+++ SOURCE RECORDS +++
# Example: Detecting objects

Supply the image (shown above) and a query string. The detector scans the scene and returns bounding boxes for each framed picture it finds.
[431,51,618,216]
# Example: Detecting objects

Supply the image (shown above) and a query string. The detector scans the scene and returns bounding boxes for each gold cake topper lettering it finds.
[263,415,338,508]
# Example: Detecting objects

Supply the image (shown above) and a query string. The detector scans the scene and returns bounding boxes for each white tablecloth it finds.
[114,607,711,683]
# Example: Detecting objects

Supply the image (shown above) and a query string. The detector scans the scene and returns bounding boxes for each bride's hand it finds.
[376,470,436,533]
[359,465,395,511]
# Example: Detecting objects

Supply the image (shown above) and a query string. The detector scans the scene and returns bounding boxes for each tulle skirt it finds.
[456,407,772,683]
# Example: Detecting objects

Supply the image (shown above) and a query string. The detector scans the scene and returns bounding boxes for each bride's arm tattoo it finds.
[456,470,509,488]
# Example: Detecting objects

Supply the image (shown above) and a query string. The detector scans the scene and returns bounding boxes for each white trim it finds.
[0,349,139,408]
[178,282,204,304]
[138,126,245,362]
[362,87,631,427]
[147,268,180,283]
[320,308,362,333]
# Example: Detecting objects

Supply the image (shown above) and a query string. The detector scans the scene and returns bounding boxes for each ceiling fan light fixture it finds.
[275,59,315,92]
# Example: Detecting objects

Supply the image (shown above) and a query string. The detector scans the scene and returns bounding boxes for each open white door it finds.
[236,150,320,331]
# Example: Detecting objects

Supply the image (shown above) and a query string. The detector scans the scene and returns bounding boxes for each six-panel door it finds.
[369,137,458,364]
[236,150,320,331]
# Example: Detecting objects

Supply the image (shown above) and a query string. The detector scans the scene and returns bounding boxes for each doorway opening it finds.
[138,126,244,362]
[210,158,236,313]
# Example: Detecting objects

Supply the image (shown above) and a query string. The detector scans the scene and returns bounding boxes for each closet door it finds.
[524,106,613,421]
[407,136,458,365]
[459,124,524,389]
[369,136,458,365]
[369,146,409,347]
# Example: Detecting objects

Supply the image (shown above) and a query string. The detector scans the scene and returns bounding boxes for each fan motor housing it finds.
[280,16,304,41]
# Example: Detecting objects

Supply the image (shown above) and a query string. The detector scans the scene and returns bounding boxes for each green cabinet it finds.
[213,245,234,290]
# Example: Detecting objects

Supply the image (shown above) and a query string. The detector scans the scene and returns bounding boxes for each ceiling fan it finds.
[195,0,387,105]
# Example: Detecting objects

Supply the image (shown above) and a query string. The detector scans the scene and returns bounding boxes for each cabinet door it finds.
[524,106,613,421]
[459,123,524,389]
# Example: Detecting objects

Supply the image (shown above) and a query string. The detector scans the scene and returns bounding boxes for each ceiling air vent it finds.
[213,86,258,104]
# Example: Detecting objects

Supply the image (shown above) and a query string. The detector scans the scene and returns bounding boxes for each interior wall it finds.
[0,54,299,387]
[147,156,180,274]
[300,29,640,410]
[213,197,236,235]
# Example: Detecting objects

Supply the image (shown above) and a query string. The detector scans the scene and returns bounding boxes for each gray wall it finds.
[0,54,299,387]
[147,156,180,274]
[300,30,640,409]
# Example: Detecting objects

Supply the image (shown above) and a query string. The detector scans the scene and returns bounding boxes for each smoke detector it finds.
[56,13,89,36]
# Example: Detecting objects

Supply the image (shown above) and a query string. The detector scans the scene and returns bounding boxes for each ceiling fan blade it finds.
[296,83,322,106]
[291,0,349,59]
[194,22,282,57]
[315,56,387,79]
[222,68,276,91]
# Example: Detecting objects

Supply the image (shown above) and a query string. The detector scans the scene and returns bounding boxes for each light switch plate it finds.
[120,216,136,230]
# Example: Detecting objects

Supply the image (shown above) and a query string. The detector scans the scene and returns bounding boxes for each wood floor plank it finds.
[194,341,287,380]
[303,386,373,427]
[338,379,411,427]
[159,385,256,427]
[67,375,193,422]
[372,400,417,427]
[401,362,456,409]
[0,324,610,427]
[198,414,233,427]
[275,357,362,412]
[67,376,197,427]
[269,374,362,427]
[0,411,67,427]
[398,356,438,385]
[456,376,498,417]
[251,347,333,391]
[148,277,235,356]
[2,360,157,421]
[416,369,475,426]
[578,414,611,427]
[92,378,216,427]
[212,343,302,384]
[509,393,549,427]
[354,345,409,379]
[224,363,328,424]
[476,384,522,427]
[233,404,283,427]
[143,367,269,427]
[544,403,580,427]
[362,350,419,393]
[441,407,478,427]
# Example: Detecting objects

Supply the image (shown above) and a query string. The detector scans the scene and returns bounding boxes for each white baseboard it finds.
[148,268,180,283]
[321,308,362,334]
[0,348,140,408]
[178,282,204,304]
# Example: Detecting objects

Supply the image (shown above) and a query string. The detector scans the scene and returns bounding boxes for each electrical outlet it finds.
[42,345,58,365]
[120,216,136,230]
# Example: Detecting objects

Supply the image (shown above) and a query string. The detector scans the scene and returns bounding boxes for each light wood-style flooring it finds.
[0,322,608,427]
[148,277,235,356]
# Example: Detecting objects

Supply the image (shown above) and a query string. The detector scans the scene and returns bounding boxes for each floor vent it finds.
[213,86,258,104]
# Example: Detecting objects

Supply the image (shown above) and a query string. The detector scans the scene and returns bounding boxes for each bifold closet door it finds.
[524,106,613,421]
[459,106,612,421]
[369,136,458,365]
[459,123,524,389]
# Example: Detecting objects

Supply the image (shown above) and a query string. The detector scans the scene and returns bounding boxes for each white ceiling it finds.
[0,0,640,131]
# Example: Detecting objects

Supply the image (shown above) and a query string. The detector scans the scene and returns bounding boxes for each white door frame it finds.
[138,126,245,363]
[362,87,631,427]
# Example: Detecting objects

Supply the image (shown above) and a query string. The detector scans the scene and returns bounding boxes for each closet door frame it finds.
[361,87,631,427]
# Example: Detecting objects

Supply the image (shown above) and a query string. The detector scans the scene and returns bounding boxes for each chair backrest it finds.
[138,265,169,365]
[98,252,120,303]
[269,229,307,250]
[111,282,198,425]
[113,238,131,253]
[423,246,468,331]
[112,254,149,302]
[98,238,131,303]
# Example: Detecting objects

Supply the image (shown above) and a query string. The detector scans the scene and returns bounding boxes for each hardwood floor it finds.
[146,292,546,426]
+++
GIVEN TASK:
Reproduce all of the data above, swapping every "query string" for "search phrase" and keeping everything else the same.

ANSWER TO THIS TASK:
# Example: Detecting objects

Supply the image (shown above) and a search phrase. The detector scans the scene and returns bounding boxes for each framed picture it finds.
[431,51,618,216]
# Example: Detecting objects

Supply the image (shown above) and a search phrase. The detector scans the scene and returns bounding boxes for each gold cake topper lettering it finds.
[263,415,338,508]
# Example: Detecting objects

Supply the image (shown above) and a search phrase. The detector scans the scene and returns bounding boxes for each white tablecloth it finds.
[114,607,711,683]
# Example: Detecting objects

Supply the image (shown above) and a search phrase. The detector scans the scene and returns bounding boxes for each bride's hand it finds.
[376,470,436,533]
[359,465,395,511]
# Example: Detecting objects

Supply the image (shown above) and a search phrase. The detector scans the scene and returns bounding boxes for each tulle skirt it finds.
[456,407,772,683]
# Example: Detecting objects

Supply the image (shown above) and a search phrase. The detector scans the scene and returns bounding boxes for each bride's arm tattoo it finds.
[456,470,509,488]
# Example: Detecting objects

Supply the image (shown above) and a search phrase. The detector scans the scene and returns bounding boxes for each white trim it finds.
[0,349,139,408]
[178,282,204,304]
[138,126,245,362]
[362,87,631,427]
[147,268,180,283]
[320,308,362,333]
# Example: Detecting objects

Supply the image (shown above) and a search phrase. The detector scans the scene and returns bounding boxes for each ceiling fan light fixture it finds.
[275,59,315,92]
# Example: Detecting objects

Supply the image (shown above) and a search phrase. The detector scans the scene and returns bounding boxes for each open white door it finds.
[236,150,320,331]
# Example: Detecting objects

Supply the image (shown above) and a search phrase. The detector scans the scene and returns bounding boxes for each six-panel door it finds.
[369,137,458,364]
[236,150,320,331]
# Example: Detecting objects

Supply the image (shown above) and a search phrase. The detector scans the scene and returns bounding boxes for each doorway opening it finds.
[138,126,244,362]
[210,158,236,313]
# Example: Detecting objects

Supply the image (shown above) and a search phrase. The detector scans the scene and returns bounding boxes for each closet door it finds.
[524,106,613,421]
[407,136,458,365]
[459,124,524,389]
[369,136,458,365]
[369,146,409,347]
# Example: Detecting objects

Supply the image (shown above) and a search phrase. The detector scans the scene and returns bounding boxes for each fan motor housing it finds.
[280,16,304,41]
# Example: Detecting objects

Supply the image (shown above) and a search phrase. The detector scans the scene and returns bounding boxes for each green cabinet it finds.
[213,245,234,290]
# Example: Detecting objects

Supply the image (shown above) and a search phrase. The detector scans the scene and returns bounding boxes for each ceiling fan it finds.
[195,0,387,105]
# Example: Detecting objects

Supply the image (shown above) and a search phrase. The detector scans the scene and returns bounding boxes for each cabinet door it finds.
[524,106,613,421]
[459,123,524,389]
# Example: Detecting objects

Supply the image (shown above) and a search phrase. The detector scans the scene and returns bounding boxes for each ceiling air vent it finds.
[213,86,258,104]
# Example: Detecting objects

Supply the image (shown above) and a search phrase. The detector scans the scene and returns bounding boxes for each interior wall it finds.
[0,54,299,387]
[147,156,180,274]
[300,29,640,410]
[213,197,236,235]
# Example: Detecting objects

Supply the image (shown above) and a search phrase. The detector scans the scene and returns bounding boxes for each gray wall it finds.
[0,54,299,387]
[147,156,180,274]
[300,30,640,409]
# Example: Detecting objects

Supply the image (shown above) and a search phrase. The detector scans the scene and returns bounding boxes for each smoke detector it finds.
[56,13,89,36]
# Example: Detecting objects

Supply the image (shown above) and a search phrase. The detector scans the scene and returns bounding boxes for each ceiling fan blade it finds.
[296,83,322,106]
[291,0,349,59]
[194,22,282,57]
[315,56,387,79]
[222,68,276,91]
# Example: Detecting objects

Supply the image (shown above) and a search phrase. The detector scans the scene and returns bounding boxes for each light switch plate it finds.
[120,216,136,230]
# Example: Detecting objects

Supply the image (shown above) and a search phrase. The detector scans the scene and returns bounding boxes for each wood floor plank it finds.
[194,341,287,380]
[303,386,373,427]
[338,379,411,427]
[159,385,256,427]
[67,375,193,422]
[372,400,417,427]
[401,362,456,409]
[0,324,610,427]
[198,414,233,427]
[275,357,362,412]
[67,376,197,427]
[269,374,362,427]
[0,411,67,427]
[398,356,438,385]
[456,376,498,417]
[251,347,333,391]
[148,277,235,356]
[2,360,157,421]
[416,369,475,426]
[578,414,611,427]
[92,378,216,427]
[212,343,302,384]
[509,393,549,427]
[354,345,409,379]
[224,363,328,424]
[476,384,522,427]
[233,404,283,427]
[143,367,269,427]
[544,403,580,427]
[362,350,419,393]
[441,407,478,427]
# Example: Detecting objects

Supply the image (shown above) and a search phrase. The detector scans the scene and returns bounding boxes for each white baseboard it finds.
[148,268,180,283]
[321,308,362,334]
[0,348,140,408]
[178,282,204,304]
# Example: Detecting objects

Supply the image (shown above) and a search phrase. The detector scans the scene and returns bounding boxes for each electrical outlet it finds.
[42,345,58,365]
[120,216,136,230]
# Example: Detecting objects

Supply the image (shown above) and a search phrase. The detector scans the scene and returns bounding boxes for each light wood-style flooring it finds.
[0,322,608,427]
[148,277,235,356]
# Example: Detecting objects

Supply the image (shown above) and a search phrase. The detector scans the scene and returns bounding boxes for each floor vent it finds.
[213,86,258,104]
# Example: Detecting objects

Supply the image (shown above) and a search phrase. The detector scans the scene and returns bounding boxes for each bifold closet door it finds.
[524,106,613,421]
[459,106,612,421]
[369,136,458,365]
[459,123,524,389]
# Example: Detecting objects

Supply the image (shown above) and a search phrase. The detector scans the scene and returns bounding boxes for each white ceiling it finds.
[0,0,640,131]
# Example: Detecting objects

Supply the image (shown above) and a search phrase. The detector scans the scene and returns bounding boxes for each white door frame it finds.
[138,126,245,363]
[362,87,631,427]
# Example: Detecting objects

Supply the image (shown above) and a search phrase. The detector scans the scene and returns bounding boxes for each closet door frame it finds.
[361,87,631,427]
# Example: Detecting objects

Supply the image (shown above) and a search phrase. The detector scans the scene and returns bounding boxes for each chair backrest it finds.
[138,265,169,365]
[98,252,120,303]
[269,229,307,250]
[111,282,198,425]
[113,238,131,253]
[423,246,468,331]
[112,254,149,302]
[98,238,131,303]
# Example: Detecting objects

Supply the image (shown above) and a search phrase. The detector scans the scene and returns bounding boxes for each hardwood floor it finds.
[146,292,546,426]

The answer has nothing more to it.